──────── Study material ────────

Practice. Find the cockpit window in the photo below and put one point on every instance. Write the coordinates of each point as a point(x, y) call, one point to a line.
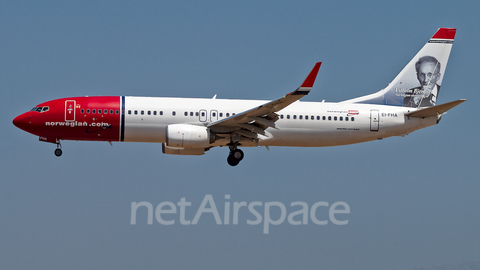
point(39, 109)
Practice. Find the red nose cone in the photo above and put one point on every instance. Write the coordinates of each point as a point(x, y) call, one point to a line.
point(22, 121)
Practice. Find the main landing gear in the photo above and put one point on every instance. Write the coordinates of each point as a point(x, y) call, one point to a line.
point(235, 156)
point(58, 151)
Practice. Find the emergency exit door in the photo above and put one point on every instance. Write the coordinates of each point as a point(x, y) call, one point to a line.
point(374, 120)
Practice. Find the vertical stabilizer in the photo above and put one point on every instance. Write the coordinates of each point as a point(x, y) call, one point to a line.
point(418, 84)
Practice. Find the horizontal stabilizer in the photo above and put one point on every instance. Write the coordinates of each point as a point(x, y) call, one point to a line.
point(435, 110)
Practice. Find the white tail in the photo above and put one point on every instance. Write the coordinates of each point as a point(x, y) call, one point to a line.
point(418, 84)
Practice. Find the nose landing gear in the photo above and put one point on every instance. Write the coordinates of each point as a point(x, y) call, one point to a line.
point(235, 156)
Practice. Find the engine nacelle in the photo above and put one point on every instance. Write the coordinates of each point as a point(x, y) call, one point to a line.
point(187, 136)
point(182, 151)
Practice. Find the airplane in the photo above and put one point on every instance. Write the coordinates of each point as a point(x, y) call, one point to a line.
point(192, 126)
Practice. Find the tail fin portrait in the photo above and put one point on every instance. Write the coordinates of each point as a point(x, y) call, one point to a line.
point(418, 84)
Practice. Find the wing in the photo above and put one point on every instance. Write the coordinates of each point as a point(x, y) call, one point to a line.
point(254, 121)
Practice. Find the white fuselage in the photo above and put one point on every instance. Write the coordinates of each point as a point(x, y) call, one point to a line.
point(304, 124)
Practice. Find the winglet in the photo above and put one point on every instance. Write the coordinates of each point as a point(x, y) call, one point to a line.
point(310, 80)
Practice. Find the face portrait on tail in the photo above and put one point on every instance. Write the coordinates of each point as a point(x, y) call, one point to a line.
point(428, 74)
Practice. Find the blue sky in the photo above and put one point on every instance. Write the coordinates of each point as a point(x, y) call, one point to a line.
point(414, 200)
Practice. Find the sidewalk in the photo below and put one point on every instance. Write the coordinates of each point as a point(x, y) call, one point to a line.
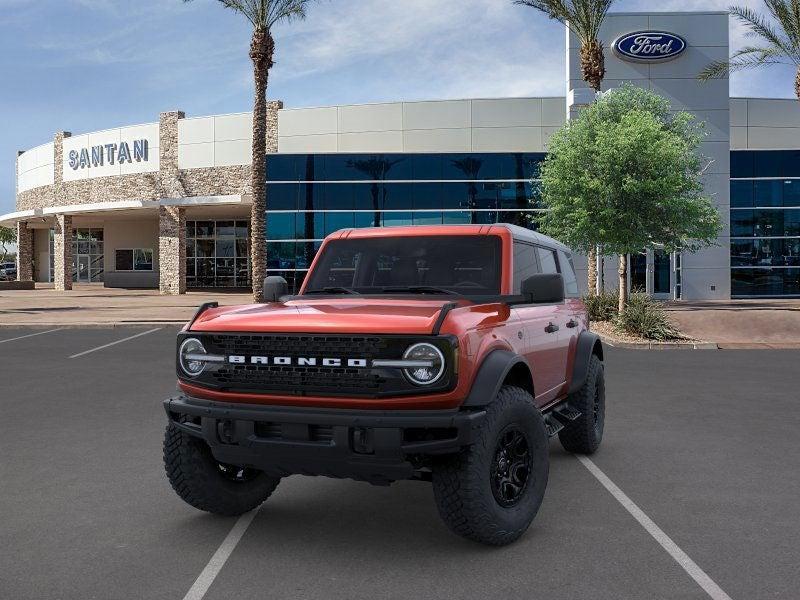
point(91, 305)
point(740, 323)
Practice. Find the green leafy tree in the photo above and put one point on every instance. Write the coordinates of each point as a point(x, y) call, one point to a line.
point(627, 174)
point(263, 15)
point(7, 237)
point(584, 19)
point(778, 40)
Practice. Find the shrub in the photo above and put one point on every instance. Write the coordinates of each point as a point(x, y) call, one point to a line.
point(645, 318)
point(602, 307)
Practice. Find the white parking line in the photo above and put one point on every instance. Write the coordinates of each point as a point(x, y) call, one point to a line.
point(22, 337)
point(214, 566)
point(695, 572)
point(114, 343)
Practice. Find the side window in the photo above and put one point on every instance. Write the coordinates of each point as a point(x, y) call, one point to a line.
point(525, 264)
point(547, 259)
point(568, 271)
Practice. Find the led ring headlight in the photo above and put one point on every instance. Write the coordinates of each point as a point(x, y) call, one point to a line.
point(190, 357)
point(425, 353)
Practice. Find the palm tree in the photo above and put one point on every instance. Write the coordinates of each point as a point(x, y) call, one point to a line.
point(780, 41)
point(584, 19)
point(263, 15)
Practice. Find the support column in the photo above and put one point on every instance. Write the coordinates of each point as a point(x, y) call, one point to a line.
point(24, 252)
point(62, 250)
point(172, 250)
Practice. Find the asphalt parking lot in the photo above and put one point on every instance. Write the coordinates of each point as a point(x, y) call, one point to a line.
point(705, 443)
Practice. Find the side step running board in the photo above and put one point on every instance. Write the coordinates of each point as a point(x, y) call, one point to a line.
point(560, 416)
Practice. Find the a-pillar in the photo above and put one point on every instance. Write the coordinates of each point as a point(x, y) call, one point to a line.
point(172, 250)
point(24, 252)
point(62, 253)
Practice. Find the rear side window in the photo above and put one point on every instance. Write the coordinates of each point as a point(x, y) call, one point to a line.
point(547, 260)
point(525, 264)
point(568, 272)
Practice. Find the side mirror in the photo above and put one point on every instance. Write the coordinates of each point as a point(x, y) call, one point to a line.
point(544, 288)
point(275, 286)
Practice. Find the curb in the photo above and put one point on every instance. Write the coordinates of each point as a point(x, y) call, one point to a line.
point(659, 345)
point(95, 325)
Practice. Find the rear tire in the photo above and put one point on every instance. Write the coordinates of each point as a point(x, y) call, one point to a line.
point(204, 483)
point(584, 434)
point(491, 491)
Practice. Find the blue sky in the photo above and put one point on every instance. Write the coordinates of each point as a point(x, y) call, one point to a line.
point(84, 65)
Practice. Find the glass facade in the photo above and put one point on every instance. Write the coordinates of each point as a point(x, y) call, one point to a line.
point(310, 196)
point(217, 254)
point(765, 223)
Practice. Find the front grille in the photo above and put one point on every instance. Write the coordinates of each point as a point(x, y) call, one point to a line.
point(294, 380)
point(312, 380)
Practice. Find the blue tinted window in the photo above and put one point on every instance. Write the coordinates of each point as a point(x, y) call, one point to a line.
point(455, 195)
point(396, 196)
point(742, 164)
point(311, 196)
point(768, 163)
point(337, 221)
point(791, 192)
point(339, 196)
point(282, 196)
point(741, 194)
point(426, 166)
point(397, 219)
point(768, 193)
point(282, 167)
point(427, 218)
point(457, 217)
point(280, 226)
point(427, 195)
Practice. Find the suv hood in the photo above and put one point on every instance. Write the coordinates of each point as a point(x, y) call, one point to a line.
point(340, 315)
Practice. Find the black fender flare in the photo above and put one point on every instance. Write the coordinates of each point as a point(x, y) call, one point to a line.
point(490, 377)
point(588, 344)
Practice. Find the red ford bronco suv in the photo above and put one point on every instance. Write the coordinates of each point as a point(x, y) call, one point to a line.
point(447, 354)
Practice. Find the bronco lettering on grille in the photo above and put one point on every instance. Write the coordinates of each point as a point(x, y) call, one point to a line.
point(288, 361)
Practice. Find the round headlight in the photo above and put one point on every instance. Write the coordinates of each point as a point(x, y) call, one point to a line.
point(188, 357)
point(431, 364)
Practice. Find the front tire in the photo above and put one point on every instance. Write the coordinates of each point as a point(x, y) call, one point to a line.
point(584, 434)
point(208, 485)
point(491, 491)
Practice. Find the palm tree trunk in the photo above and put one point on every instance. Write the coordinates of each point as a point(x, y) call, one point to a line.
point(797, 84)
point(593, 67)
point(593, 70)
point(261, 51)
point(592, 271)
point(623, 282)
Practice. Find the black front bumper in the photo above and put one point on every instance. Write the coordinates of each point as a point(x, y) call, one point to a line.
point(370, 445)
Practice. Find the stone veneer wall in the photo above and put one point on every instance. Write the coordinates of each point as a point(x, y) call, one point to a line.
point(62, 251)
point(169, 182)
point(24, 252)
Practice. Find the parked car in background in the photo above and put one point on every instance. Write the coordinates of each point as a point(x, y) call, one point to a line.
point(8, 271)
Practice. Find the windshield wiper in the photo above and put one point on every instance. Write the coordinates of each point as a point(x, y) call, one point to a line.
point(420, 289)
point(333, 290)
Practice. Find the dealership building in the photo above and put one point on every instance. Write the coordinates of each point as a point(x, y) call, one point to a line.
point(167, 204)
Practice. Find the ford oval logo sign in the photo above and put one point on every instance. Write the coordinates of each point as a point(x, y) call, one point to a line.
point(649, 46)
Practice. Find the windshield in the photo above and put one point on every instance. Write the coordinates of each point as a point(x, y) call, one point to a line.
point(446, 264)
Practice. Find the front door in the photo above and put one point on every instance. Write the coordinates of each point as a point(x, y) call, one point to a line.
point(83, 269)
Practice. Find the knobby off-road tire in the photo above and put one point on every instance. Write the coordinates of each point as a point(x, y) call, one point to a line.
point(205, 484)
point(465, 485)
point(584, 434)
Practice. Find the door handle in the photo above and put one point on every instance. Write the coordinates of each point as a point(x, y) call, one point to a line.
point(552, 328)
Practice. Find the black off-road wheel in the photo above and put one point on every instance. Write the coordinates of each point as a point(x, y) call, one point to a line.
point(584, 434)
point(491, 491)
point(201, 481)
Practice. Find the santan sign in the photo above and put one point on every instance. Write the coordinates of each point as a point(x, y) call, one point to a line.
point(97, 156)
point(649, 46)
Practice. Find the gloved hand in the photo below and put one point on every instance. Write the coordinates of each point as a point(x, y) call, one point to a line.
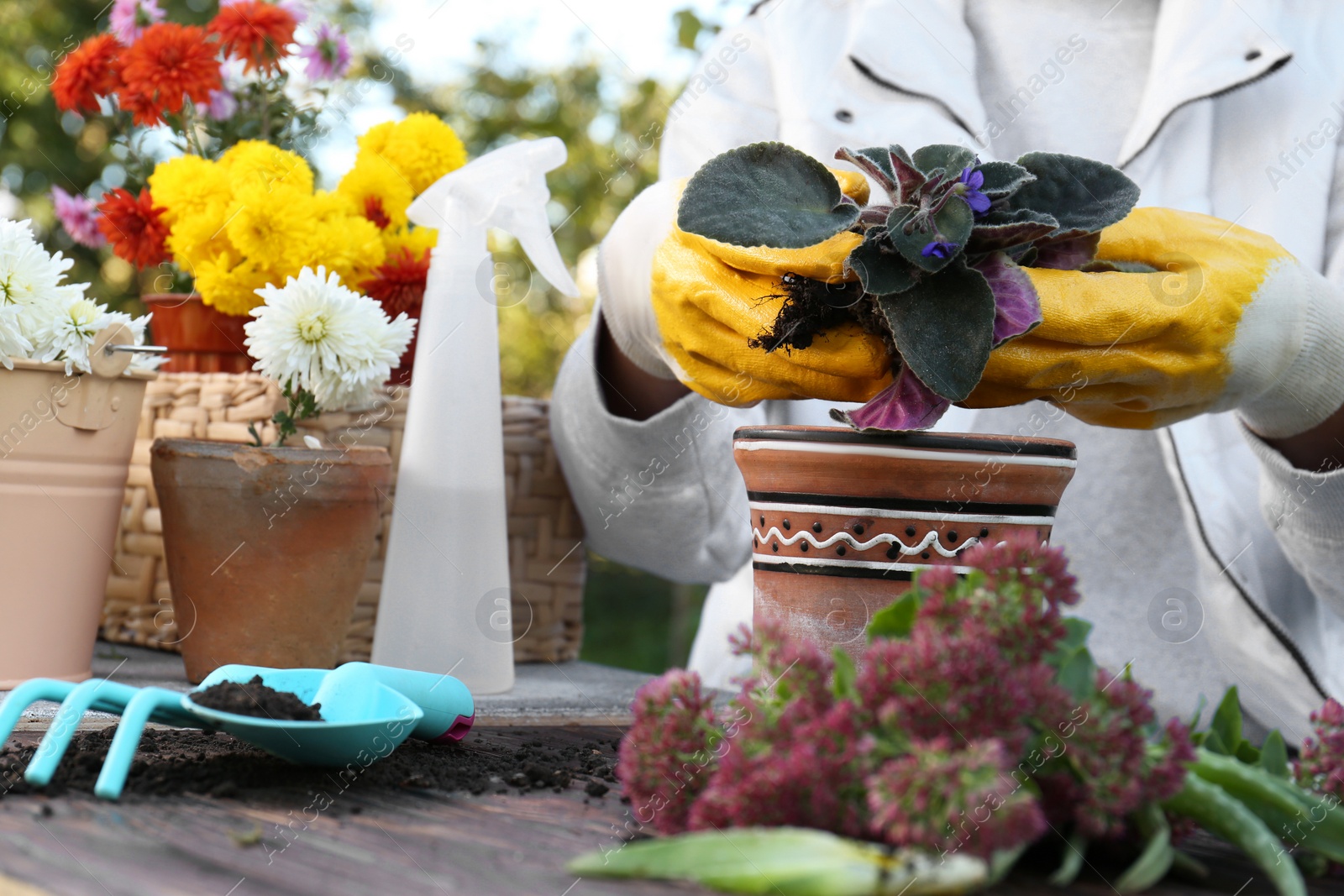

────────

■ **Work instructions**:
Look above for the line containing "Practice. Find the black off-road", then retype it and each line after it to the end of the records, exactly and without pictures.

■ **Output below**:
Practice. Find the black off-road wheel in the photo above and put one point on every instance. Write the coordinates of each point as a point(x, y) call, one point to a line.
point(584, 434)
point(491, 491)
point(201, 481)
Practice. Find the santan sign in the photo above and put one point on every instance. Write the coordinates of each point as a point(x, y) call, one point to a line.
point(97, 156)
point(649, 46)
Practice. Find the gloved hand in the photo below and put one point on every instance. Write the coordinates of each point as a point(x, y) call, one point to a line.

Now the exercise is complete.